• _PERMINTAAN 1_: Kutip persis bagian teks tentang jual-beli baju bekas impor. Mulailah dari kata "Kaki Tangan Importir" dan berhenti setelah kata "kehilangan sumber nafkah.".
• _PERMINTAAN 2_: Menurut teks tentang jual-beli baju bekas impor, kenapa sejumlah pedagang pakaian di kawasan Pasar Senen memohon pemerintah meninjau ulang larangan itu? Jawab dalam satu sampai tiga kalimat.

• _TEKS BACAAN_:
Kaki Tangan Importir
Tak sedikit masyarakat yang mendukung kebijakan tersebut. Namun banyak juga masyarakat terutama pedagang baju impor yang menolak mentah-mentah rencana pemerintah tersebut. Pasalnya bisnis jual-beli baju bekas tersebut sudah merupakan sumber penghidupan turun-temurun warga. Mereka rela meminjam uang ke bank dengan menggadaikan sertifikat tanah, rumah untuk bisa berbisnis pakaian impor. Dengan adanya larangan tersebut, banyak pedagang pasti merugi, bangkrut dan kehilangan sumber nafkah.
Lagi pula menurut pengakuan pedagang seperti di Pasar Senen, mereka hanya kaki tangan para importir. Mereka hanyalah orang yang dimodali para importir untuk menjualkan baju-baju bekas tersebut, sedangkan keluar masuknya barang tersebut dari pelabuhan, mereka tak tahu menahu. Bahkan Kepala Dinas Perindustrian dan Perdagangan Provinsi Sumatera Selatan, Permana, menduga pihak Malaysia-lah yang menjadi mafia perdagangan pakaian bekas.
Sebenarnya pakaian bekas tersebut adalah sumbangan dari dunia Eropa kepada negara-negara berkembang namun diperjualbelikan di pasaran internasional, termasuk ke Indonesia. Negara-negara Eropa tersebut menunjuk Malaysia untuk mengoordinasikan karena dipandang relatif lebih maju dibandingkan negara lain di Asia (10/2).
Sejumlah pedagang pakaian di kawasan Pasar Senen, memohon pemerintah meninjau ulang hal tersebut karena bisa mematikan usaha masyarakat kecil sebab barang tersebut bukan barang haram seperti narkoba. Menurut seorang penjual baju bekas di Lampung, ia biasanya bermodalkan Rp1,5 juta hingga Rp2,5 juta untuk membeli satu karung pakaian yang terdiri dari 200 lembar. Di Pasar Senen, Jakarta, setiap hari, pedagang rata-rata mengantongi penghasilan berkisar Rp1-2 juta, jika hari biasa, bahkan mencapai Rp5-8 juta saat hari libur. Dengan keuntungan menjual pakaian bekas, kebutuhan hidup keluarga mereka terpenuhi, bisa untuk membangun rumah, anak-anak mampu disekolahkan sampai ke perguruan tinggi. Dan jika tiba-tiba pemerintah ingin menghentikan segala bisnis barang tangan kedua tersebut, tentu saja banyak pihak akan merasa dirampas hak-haknya. Terlebih juga, bisnis tersebut turut membantu menyediakan lapangan pekerjaan bagi warga. Bahkan tak sedikit warga yang semulanya hidup dari mencopet, akhirnya berubah haluan menjadi penjual pakaian impor bermek cakar (cap karung) ini.

• _DATA SUMBER_:
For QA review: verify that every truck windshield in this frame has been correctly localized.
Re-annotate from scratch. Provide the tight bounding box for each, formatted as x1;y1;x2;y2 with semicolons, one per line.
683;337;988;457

• _JAWABAN AKHIR 1_:
Kaki Tangan Importir
Tak sedikit masyarakat yang mendukung kebijakan tersebut. Namun banyak juga masyarakat terutama pedagang baju impor yang menolak mentah-mentah rencana pemerintah tersebut. Pasalnya bisnis jual-beli baju bekas tersebut sudah merupakan sumber penghidupan turun-temurun warga. Mereka rela meminjam uang ke bank dengan menggadaikan sertifikat tanah, rumah untuk bisa berbisnis pakaian impor. Dengan adanya larangan tersebut, banyak pedagang pasti merugi, bangkrut dan kehilangan sumber nafkah.

• _JAWABAN AKHIR 2_: Mereka memohon peninjauan ulang karena larangan itu bisa mematikan usaha masyarakat kecil. Menurut mereka, pakaian bekas bukan barang haram seperti narkoba.